#### Text provided:

'''

Photo by David Penner

605 Carlton Avenue


Monday to Friday 5:30 to 11 p.m., Saturday 11 a.m. to 3:30 p.m and 5:30 to 11 p.m., Sunday 11 a.m. to 3:30 p.m. and 5:30 to 10 p.m.


Most of us are caught up in the proverbial rat race of New York City, and that extends to the restaurants where we eat — if we're going to spend our hard-earned money, we want it to be on the newest, hottest place in town, where we can see and be seen and stay abreast of our rung-climbing celebrity chefs and their ever-escalating dishes. It's nice to play hooky from that life once in a while, though, and that's when we head to our reliable neighborhood restaurant, where we know we're going to be well treated and well fed, where we're going to drop only a reasonable amount of money on a bottle of wine, and where we're going to feel good going when we have no place to go at all. In Prospect Heights, that restaurant is James, owned by neighborhood residents Bryan Calvert and Deborah Williamson. When James opened in 2008, it was a pioneer, and it drew diners pursuing the restaurant rat race from all over the city. They loved its snug, charming dining room and its unpretentious yet ambitious menu of seasonal American fare. As the restaurant aged, it settled into a neighborhood rhythm and its menu scaled back and it became more charming. Regulars come for its farm-to-table cooking, its burgers and kale salads, and, of course, its brunch. They drink biodynamic spirits in their cocktails and somewhat obscure French wines at night, and bloody marys and urns full of Gimme coffee on weekend mornings (and afternoons). James is where you tell your friends to meet you when you can't be bothered to think of a plan — and it's better than what your plan likely would have been, anyway.


Photo by Dominic Perri

19 Old Fulton Street


Open daily, 11:30 a.m. to 10:30 or 11 p.m. Closed Thanksgiving and Christmas.


Patsy Grimaldi made pizza for more than 60 years, first at Patsy's Pizza in Harlem under his uncle, then at some other NYC coal-fired pizzerias, and finally at Grimaldi's, the restaurant he opened with his wife, Carol, on Old Fulton Street in DUMBO in 1990. After building an international following for that parlor, the owner was ready to retire, and in 1999 he sold the business, brand, and name. A few years later, though, Grimaldi became distressed by the legacy of his coal-fired pizzeria, and so he began to toy with the idea of getting back into the business. When Grimaldi's was evicted from its original home, Grimaldi partnered with Matthew Grogan, a longtime fan and former Wall Street warrior, and came out of retirement to reclaim the address — and the original coal-fired oven. After the space went through a major renovation — everything had to be replaced, refurbished, or rebuilt — they opened Juliana's in December 2012. They've added classic pasta dishes, soups, salads, desserts, and egg creams to the menu, and they've upgraded the wine list and added draft beer to account for the neighborhood’s changing tastes. But the team hasn't broken from the original vision at Grimaldi's: They're obsessively focused on preserving a slice of New York pizza history. "We are trying to redefine what authentic New York–style pizza is," says Grogan. "We're not trying to be Neapolitan, Roman, Sicilian — it's New York–style pizza, the way it was introduced in the early twentieth century." The coal-fired oven turns out pies built on crisp and airy crusts with the yeasty complexity of fresh-baked bread. For the margherita, which remains the signature pizza here, the mozzarella is soft and creamy, the sauce vibrant and piercing, the basil fresh and verdant. All flavors come into focus with a last-minute hit of salt, applied after the pie comes out of the oven and rests, bubbling, on the pass.

'''

(Collection entries)
'''

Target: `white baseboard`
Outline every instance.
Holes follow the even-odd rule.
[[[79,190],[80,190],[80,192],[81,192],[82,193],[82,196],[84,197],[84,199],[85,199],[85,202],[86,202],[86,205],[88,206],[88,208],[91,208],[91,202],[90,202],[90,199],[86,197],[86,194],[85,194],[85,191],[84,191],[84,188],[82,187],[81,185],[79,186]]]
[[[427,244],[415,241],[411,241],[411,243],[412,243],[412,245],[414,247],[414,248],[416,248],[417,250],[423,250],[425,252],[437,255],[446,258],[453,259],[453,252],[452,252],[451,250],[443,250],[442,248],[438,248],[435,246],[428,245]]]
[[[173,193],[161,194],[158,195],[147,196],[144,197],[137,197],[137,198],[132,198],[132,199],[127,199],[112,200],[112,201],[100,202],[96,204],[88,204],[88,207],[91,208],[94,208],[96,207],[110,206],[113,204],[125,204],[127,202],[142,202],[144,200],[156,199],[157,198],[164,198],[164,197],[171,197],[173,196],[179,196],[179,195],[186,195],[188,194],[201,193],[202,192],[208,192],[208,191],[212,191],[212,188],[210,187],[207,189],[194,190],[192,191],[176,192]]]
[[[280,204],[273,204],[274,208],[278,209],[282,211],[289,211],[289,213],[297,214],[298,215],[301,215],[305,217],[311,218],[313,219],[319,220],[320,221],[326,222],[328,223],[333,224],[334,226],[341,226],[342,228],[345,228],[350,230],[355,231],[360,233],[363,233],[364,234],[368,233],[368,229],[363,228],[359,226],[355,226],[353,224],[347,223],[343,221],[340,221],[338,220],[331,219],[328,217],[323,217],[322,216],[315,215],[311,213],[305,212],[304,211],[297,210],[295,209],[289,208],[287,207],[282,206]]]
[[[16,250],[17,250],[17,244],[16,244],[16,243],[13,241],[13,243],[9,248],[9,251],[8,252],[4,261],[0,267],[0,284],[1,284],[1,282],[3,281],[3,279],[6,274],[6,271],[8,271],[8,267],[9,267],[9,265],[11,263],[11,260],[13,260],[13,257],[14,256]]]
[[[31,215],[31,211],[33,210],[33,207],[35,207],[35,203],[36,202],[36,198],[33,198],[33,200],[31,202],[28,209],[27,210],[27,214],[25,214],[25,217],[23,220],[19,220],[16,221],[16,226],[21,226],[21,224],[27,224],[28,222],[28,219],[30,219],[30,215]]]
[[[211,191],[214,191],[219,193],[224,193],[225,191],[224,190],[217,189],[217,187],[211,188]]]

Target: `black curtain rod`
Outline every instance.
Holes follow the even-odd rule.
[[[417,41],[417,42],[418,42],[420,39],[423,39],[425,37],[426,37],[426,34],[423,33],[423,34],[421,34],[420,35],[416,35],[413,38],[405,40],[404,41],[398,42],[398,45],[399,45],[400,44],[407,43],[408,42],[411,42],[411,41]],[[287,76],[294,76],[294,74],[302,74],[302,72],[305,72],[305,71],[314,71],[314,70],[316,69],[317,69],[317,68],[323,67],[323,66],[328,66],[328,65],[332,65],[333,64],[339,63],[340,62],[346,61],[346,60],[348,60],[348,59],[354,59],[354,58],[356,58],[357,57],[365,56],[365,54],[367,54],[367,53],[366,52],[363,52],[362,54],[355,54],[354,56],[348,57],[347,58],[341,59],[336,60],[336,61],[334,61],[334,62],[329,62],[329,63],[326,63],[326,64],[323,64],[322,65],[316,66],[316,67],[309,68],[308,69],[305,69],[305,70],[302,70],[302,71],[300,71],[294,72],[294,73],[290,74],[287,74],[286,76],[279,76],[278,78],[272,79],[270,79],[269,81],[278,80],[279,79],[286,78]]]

'''

#### What the task requires:
According to the restaurant descriptions, in what year did James open?

#### Final result:
2008